◆ Task description:
Images are to be omitted, and the rest of the records reproduced exactly.

▶

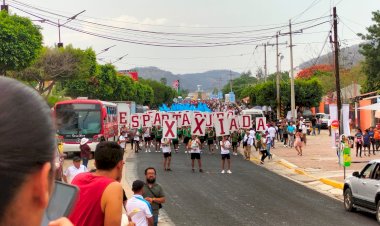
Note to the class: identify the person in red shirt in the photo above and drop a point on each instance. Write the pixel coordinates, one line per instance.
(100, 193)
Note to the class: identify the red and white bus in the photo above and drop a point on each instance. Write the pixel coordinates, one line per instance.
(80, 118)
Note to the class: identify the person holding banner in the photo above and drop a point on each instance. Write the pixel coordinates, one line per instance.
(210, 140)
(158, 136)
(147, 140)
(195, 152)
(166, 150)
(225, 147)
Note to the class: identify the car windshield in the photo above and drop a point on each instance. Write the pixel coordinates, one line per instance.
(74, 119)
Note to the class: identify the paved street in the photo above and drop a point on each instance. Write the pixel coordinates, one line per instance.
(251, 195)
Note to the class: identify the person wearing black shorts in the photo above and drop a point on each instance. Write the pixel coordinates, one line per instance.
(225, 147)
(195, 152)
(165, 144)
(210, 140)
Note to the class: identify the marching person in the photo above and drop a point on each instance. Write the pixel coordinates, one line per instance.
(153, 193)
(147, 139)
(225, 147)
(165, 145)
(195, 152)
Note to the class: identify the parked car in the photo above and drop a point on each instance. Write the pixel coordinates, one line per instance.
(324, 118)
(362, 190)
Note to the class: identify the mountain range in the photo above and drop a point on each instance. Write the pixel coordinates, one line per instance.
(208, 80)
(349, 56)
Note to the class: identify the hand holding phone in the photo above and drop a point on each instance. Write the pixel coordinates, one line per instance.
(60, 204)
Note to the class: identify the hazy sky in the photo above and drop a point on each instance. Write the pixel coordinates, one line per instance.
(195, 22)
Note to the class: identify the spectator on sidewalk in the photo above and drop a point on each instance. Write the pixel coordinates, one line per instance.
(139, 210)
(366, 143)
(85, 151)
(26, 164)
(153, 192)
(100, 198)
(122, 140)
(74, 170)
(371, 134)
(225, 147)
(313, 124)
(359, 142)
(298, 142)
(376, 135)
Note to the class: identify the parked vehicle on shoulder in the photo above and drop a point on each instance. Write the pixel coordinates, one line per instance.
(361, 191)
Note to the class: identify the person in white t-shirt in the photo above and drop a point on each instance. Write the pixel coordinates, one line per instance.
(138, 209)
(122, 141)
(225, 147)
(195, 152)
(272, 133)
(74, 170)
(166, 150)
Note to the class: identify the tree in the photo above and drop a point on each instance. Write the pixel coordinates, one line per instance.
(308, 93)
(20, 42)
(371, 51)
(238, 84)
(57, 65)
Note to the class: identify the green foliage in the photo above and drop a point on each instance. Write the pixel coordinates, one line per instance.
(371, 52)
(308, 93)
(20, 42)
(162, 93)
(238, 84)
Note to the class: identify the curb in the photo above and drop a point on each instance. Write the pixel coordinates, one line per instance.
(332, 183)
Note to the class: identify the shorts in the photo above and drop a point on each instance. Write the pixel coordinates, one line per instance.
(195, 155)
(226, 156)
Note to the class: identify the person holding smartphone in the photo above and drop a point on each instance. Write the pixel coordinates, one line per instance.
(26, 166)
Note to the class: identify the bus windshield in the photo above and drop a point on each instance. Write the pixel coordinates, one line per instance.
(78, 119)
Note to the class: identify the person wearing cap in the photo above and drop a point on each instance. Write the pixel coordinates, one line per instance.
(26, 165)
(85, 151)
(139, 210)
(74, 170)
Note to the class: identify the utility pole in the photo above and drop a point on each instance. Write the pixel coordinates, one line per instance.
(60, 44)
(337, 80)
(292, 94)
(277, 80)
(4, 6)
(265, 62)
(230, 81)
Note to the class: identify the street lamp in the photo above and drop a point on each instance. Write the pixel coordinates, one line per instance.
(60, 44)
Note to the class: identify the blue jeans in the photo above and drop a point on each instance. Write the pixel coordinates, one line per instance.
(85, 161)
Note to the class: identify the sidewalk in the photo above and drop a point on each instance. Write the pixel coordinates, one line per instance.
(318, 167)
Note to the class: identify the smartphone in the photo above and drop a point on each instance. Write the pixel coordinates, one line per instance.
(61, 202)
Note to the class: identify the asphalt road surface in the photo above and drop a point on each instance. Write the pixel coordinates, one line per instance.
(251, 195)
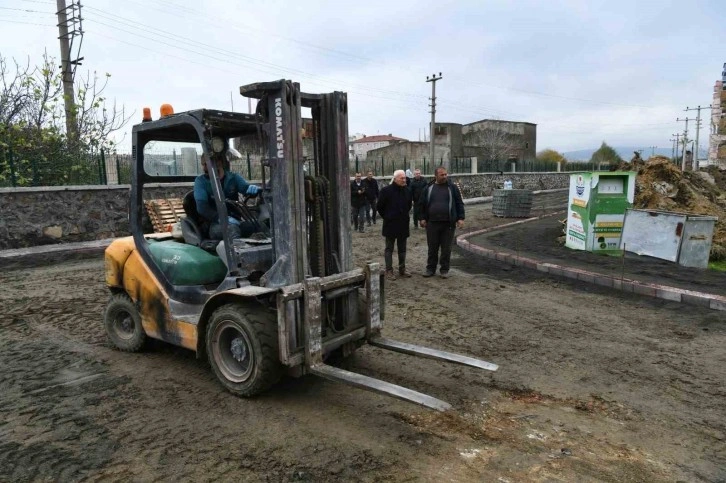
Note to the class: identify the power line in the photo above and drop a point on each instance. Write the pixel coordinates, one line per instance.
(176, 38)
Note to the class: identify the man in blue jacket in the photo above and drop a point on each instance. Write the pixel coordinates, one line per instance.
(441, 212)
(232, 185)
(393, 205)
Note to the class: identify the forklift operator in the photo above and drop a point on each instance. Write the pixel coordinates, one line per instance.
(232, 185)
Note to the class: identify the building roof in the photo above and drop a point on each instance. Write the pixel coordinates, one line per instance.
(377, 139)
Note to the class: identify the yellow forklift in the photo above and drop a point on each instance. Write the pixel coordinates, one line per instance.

◀

◆ Task output:
Note to the class: identify the person in red shirt in the photo above and drop a point on each instance. Write the pixel coordinates, one line per instance.
(100, 193)
Note to the class: identify the red and white bus in the photo above and drop a point on each instance. Write the pixel coordinates, one line per instance.
(80, 118)
Note to the class: identify the person holding banner in the photo above and drop a point on each instance. Write the pixel coordinates, one line per instance.
(210, 140)
(158, 136)
(147, 140)
(195, 152)
(166, 150)
(225, 147)
Note to the class: identify the car windshield in the photo above and drop a point on each instance. Write the pixel coordinates, one line per instance.
(74, 119)
Note to the class: identify the paved street in the photo above and drop a point on each instance. Write the pixel coordinates, one line per instance.
(251, 195)
Note to the class: identify the person wearing black shorts in the photo above and drop a point on each instance. Write the pixel coordinates, one line per instance.
(225, 147)
(195, 152)
(165, 144)
(210, 140)
Note to the class: identify the marching person in the photo above and drop a point on each instance. Write the pixel coordinates, one line per instance.
(153, 193)
(147, 139)
(225, 147)
(165, 145)
(195, 152)
Note to the class: identify the parked car in the photo above and drop a point on each instance. Write the pixel coordinates, one line per instance.
(324, 118)
(362, 190)
Note to the class: identify the mountain range in the photo above and drop a point on each instance. Write the pixel coordinates, one line per instance.
(208, 80)
(349, 56)
Note to the class: identify the hand holding phone in the photo above and drop a point on each instance. Write the pixel coordinates, one line per instance.
(60, 204)
Note to the class: identify the hazy sky in the photo above and drop a point on each instance. Write the pixel coordinates, one line per instance.
(195, 22)
Note to the class: identify the spectator on sidewalk in the photo above and drop a point on each instance. Write the pixel coordinates, one line per instance.
(139, 210)
(366, 143)
(85, 151)
(26, 164)
(153, 192)
(100, 198)
(122, 140)
(74, 170)
(371, 134)
(225, 147)
(313, 124)
(359, 142)
(298, 142)
(376, 135)
Note to the class: identify the parked vehicle on shoulder in the photo above and drop a point on each instance. Write the pixel coordinates, one line per instance.
(361, 191)
Note to the class: identify the person in white t-shirt in the photo above and drop a point on each instance. Write the pixel coordinates, one line per instance.
(138, 209)
(122, 141)
(225, 147)
(195, 152)
(272, 133)
(74, 170)
(166, 150)
Note to the class: identify the tree in the photo above and drop a point on each instance. Write the pixel coordinates, one line per instance.
(308, 93)
(20, 42)
(371, 51)
(238, 84)
(57, 65)
Note to the class: identify the green foliage in the photo above and drop a point on each instance. Write the pixel coordinates, one line per instance.
(371, 52)
(308, 93)
(20, 42)
(162, 93)
(238, 84)
Note to the class: identify the curb in the photo above and drop a point on each instance. Write the pixel coordinates, one line per instance.
(332, 183)
Note to the class: identify the shorts in the photo above and drop a point on each instance. Write the pixel coordinates, one line per instance.
(195, 155)
(226, 156)
Note to the class: identify the person holding smartphone in the photo above and drop a point on each instance. Write the pixel coordinates, one line per instance.
(26, 166)
Note to the class: identify the bus windshield in the photo above and drop a point on each instance. Write the pixel coordinates, one line per instance.
(78, 119)
Note to the class: identify the person wearing cap in the photo above and drop a point on each instance. Write the pixel coordinates, one line per instance.
(26, 165)
(85, 151)
(139, 210)
(74, 170)
Note to the class: identify the utility pole in the photo above and drop a point on each instance. Write the pixel coordinates, one line per instance.
(60, 44)
(337, 80)
(292, 94)
(277, 80)
(4, 6)
(265, 62)
(230, 81)
Note to the class: identify the street lamp in the photo above and drop a point on each instance. Write the pixel coordinates, one line per instance.
(60, 44)
Note to the class: identify the blue jeans in the photo above and drop a point on each instance. Write the pixel coordinates, one line per instance.
(85, 161)
Note to the class: identify the sidewalk in the photo above and drop a point on each instance. Write the pixel coordinates, one line per instance.
(318, 167)
Note to the class: identify the smartphone in the photo above and drop a point on each instance. Write the pixel coordinates, one line per instance.
(61, 202)
Note to the class: identify the asphalt road surface in the photo above and drop a point on each instance. Write the pixel coordinates, one line per instance.
(251, 195)
Note to the class: identify the power line in the photo above and drop a point on each instance. Write the pixel coordinates, one line per instance.
(176, 38)
Note to the class: identify the man in blue jacket in the photo above and drop a point on each instance. Write the pixel coordinates, one line per instance.
(441, 212)
(232, 185)
(393, 205)
Note to the class: identify the forklift operator in the photo above and drop a point on each instance. Write the pixel coordinates, one line per instance.
(232, 185)
Note to the class: identify the building roof in the photo above and drop a point on each instance. Write the pixel coordinates, one line per instance.
(377, 139)
Note to the class: identify the yellow forklift in the photo above and drop a point on each instance. Write the pixel coordinates, one line per instance.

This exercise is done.